* Task to complete *
Would you return the entries below exactly from the line containing "Query: shoreline" onward, ending with the final line and including it, and nothing else?

* Given records *
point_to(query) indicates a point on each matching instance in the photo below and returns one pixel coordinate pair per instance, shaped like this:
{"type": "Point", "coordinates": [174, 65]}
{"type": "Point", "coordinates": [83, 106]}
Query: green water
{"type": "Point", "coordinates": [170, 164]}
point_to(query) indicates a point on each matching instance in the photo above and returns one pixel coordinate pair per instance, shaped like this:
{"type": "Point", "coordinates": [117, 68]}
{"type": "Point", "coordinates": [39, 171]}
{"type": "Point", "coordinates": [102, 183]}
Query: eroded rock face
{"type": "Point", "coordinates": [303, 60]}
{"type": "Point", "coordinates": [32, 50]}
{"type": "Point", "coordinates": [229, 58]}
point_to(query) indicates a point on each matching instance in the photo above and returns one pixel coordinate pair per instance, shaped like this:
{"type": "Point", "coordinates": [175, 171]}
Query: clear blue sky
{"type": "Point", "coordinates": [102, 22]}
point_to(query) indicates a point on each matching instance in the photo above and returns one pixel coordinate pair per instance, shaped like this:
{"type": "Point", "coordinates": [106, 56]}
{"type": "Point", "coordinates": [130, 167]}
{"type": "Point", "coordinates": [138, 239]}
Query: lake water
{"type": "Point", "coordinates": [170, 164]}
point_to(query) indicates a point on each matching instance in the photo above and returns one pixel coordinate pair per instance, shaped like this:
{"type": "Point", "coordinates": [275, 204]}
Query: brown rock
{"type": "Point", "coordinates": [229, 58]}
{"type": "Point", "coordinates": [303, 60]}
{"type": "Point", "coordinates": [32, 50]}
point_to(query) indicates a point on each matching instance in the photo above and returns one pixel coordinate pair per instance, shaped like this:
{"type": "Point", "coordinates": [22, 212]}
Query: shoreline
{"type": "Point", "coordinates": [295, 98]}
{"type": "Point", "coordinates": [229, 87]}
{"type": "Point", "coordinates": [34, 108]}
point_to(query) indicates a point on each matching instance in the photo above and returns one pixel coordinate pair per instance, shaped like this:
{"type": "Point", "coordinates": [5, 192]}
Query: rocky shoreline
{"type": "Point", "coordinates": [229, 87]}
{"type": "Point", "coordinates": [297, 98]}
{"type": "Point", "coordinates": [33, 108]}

* Your response *
Query: shoreline
{"type": "Point", "coordinates": [295, 98]}
{"type": "Point", "coordinates": [229, 87]}
{"type": "Point", "coordinates": [34, 108]}
point_to(query) indicates a point on each matching instance in the photo above and returns one pixel coordinate pair per instance, shaped like this:
{"type": "Point", "coordinates": [5, 192]}
Query: rocky shoreline
{"type": "Point", "coordinates": [229, 87]}
{"type": "Point", "coordinates": [297, 98]}
{"type": "Point", "coordinates": [33, 108]}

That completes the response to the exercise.